## [Requirement]
Rewrite all of the entries below in full, including every line of each entry, and shift each answer point by adding 145 to both of its coordinates. Only the answer coordinates change, and the pictures are left out.

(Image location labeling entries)
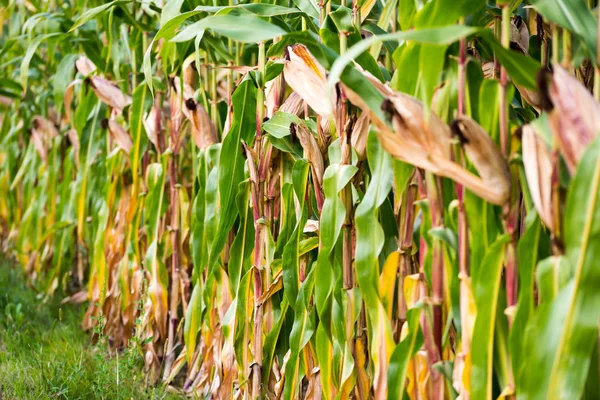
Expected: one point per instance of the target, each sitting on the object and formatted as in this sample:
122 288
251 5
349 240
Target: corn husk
424 141
308 78
537 160
120 136
42 133
293 104
85 66
487 158
575 117
109 93
360 133
519 35
312 152
203 131
74 139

## [Result of this task]
Expected: one point per instance of the target, each sitting on the object and formatted as in this sample:
122 288
251 5
349 240
Target: corn husk
569 286
453 223
682 305
265 281
187 278
438 249
230 211
632 303
720 262
254 238
505 278
664 180
457 297
348 276
219 284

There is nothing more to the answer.